Excerpted passage:
(begin)
The Full Federal Court has confirmed that the Court has the power to solve the growing problem of competing class actions and stop copycat class actions in their tracks.
Class actions are designed to provide a mechanism through which multiple claims can be dealt with efficiently. However, with the increase in capital available to fund class actions, and the advent of common fund orders which obviate the need to do a ‘bookbuild’, in recent times1 we have seen the re-emergence of multiple class actions being commenced in quick succession against the same defendant.
While there is no suggestion that commencing a competing claim is inherently inappropriate, it does undermine one of the fundamental objectives of the regime – namely the efficient resolution of multiple claims. That leads to prejudice for defendants who need to deal with the extra costs and inefficiency of combatting with multiple sets of plaintiffs lawyers and funders.
Courts and defendants have grappled with this issue for several years. Options available include letting matters unfold in the ordinary course (the “wait and see” approach), or limiting the class in one or more claims, allowing all to proceed but ensuring there is no overlap. Neither of these approaches is particularly attractive to defendants, who must respond to multiple sets of pleadings and multiple sets of solicitors and counsel, in relation to largely the same allegations and substratum of facts.
(end)
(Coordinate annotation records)
(begin)
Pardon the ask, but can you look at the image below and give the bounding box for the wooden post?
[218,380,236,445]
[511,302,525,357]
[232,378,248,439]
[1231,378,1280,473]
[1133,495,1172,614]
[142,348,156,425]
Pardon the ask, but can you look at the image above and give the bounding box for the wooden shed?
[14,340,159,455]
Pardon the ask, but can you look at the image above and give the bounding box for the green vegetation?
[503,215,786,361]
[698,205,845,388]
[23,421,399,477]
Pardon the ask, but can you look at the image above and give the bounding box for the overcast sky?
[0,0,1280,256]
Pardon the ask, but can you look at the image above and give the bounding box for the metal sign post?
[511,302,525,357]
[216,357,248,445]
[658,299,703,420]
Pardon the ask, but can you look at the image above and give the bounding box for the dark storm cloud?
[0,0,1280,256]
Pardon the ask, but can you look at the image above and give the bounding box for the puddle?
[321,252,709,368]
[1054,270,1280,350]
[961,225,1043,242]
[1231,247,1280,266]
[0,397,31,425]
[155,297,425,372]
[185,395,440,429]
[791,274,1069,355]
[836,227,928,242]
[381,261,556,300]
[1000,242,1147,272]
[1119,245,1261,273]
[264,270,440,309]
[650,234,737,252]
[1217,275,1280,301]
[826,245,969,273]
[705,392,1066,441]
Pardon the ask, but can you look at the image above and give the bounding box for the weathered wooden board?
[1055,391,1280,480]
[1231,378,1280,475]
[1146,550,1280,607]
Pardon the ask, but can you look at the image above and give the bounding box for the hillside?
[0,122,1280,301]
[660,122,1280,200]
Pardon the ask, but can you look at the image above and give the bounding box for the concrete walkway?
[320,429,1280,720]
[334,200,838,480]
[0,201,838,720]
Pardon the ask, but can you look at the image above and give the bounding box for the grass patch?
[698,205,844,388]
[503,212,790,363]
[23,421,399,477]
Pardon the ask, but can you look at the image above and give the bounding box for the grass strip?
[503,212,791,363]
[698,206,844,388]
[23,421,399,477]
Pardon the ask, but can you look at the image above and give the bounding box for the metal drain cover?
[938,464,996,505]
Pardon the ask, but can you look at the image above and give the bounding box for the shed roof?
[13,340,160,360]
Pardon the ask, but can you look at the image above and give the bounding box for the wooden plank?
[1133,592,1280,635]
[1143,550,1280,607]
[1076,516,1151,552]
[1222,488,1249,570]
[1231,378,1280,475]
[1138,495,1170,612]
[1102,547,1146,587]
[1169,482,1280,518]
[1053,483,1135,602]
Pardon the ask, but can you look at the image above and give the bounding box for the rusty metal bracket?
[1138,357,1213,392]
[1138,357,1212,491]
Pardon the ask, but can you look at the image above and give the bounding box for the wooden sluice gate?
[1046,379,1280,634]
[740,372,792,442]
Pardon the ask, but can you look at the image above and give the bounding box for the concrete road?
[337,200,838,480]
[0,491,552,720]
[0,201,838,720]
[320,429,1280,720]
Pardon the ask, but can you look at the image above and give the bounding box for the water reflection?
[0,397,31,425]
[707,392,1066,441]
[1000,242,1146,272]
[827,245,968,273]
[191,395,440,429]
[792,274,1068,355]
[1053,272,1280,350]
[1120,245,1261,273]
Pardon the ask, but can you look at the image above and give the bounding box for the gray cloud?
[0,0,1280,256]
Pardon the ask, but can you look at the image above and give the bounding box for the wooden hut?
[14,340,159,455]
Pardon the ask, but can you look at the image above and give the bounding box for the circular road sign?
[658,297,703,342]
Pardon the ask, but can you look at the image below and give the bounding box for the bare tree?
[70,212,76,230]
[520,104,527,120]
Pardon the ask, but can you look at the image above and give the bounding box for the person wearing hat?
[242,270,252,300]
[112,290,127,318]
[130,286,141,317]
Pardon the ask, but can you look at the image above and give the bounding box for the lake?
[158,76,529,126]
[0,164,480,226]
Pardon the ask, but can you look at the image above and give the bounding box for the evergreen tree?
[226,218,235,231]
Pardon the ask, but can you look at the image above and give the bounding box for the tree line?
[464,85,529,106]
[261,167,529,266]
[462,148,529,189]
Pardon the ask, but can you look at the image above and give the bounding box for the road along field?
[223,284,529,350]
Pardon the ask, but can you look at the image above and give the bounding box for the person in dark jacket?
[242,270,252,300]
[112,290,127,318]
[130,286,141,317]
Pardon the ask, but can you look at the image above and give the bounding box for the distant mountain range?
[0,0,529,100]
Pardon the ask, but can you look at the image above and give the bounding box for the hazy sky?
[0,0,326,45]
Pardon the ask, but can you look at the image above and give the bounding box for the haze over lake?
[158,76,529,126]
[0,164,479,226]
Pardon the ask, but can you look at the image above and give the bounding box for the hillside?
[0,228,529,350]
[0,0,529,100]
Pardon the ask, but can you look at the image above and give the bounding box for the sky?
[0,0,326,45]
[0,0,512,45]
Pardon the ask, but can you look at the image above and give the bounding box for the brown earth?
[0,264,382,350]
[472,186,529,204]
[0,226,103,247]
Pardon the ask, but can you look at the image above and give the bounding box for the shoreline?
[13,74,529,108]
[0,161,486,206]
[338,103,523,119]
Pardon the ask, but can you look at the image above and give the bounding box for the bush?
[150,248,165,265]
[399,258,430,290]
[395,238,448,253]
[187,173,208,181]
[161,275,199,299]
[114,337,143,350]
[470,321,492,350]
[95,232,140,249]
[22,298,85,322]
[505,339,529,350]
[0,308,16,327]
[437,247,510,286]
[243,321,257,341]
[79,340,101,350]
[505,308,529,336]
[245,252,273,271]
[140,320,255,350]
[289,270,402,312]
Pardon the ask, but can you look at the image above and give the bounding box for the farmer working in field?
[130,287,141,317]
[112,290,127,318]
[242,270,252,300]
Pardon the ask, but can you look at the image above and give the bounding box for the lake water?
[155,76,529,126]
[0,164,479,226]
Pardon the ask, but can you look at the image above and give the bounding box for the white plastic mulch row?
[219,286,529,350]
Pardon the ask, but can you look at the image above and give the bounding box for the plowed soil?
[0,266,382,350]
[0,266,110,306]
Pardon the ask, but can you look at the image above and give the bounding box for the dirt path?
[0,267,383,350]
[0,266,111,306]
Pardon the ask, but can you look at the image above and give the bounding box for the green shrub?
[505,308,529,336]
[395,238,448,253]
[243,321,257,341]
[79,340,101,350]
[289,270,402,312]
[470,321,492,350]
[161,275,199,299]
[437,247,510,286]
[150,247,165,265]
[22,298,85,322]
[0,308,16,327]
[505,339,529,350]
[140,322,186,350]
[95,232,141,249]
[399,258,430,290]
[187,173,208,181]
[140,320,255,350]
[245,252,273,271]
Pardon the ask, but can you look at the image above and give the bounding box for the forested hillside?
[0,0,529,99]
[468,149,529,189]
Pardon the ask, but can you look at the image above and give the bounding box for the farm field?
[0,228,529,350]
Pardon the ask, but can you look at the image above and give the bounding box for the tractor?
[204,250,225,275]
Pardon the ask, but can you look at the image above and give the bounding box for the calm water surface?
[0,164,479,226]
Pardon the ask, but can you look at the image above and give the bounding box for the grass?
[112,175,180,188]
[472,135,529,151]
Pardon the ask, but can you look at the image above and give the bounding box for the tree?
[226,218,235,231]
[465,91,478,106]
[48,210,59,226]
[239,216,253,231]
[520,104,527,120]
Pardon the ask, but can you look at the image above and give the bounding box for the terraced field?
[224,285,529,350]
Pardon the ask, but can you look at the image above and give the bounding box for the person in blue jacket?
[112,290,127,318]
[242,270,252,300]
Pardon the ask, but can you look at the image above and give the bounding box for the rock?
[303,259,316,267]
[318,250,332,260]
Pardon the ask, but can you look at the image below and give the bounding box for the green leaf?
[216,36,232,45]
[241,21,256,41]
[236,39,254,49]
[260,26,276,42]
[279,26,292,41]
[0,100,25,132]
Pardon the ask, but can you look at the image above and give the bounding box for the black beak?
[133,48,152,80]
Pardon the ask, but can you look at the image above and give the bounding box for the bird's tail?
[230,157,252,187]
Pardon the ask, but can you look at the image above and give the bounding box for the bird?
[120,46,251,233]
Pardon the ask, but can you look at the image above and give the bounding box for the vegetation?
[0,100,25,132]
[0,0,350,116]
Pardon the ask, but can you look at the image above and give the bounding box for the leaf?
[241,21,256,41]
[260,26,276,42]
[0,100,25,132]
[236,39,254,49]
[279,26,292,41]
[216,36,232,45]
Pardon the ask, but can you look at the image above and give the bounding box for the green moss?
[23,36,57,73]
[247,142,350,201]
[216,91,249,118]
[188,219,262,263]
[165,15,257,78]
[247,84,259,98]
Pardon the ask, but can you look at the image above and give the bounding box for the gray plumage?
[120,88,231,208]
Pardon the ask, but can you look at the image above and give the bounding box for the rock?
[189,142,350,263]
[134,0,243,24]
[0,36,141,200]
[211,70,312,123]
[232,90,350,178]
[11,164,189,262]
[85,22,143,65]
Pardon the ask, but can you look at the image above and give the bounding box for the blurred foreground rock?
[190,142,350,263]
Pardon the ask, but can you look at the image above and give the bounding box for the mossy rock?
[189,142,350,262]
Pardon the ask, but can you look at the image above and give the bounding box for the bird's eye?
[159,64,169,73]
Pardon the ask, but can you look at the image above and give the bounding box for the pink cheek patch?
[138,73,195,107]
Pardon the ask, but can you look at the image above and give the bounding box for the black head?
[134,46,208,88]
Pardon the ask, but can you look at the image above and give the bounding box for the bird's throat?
(end)
Work required:
The text on competing class actions mentions several things that defendants face "multiple sets of." List each one.

Solution to the problem:
- Plaintiffs lawyers
- Funders
- Pleadings
- Solicitors
- Counsel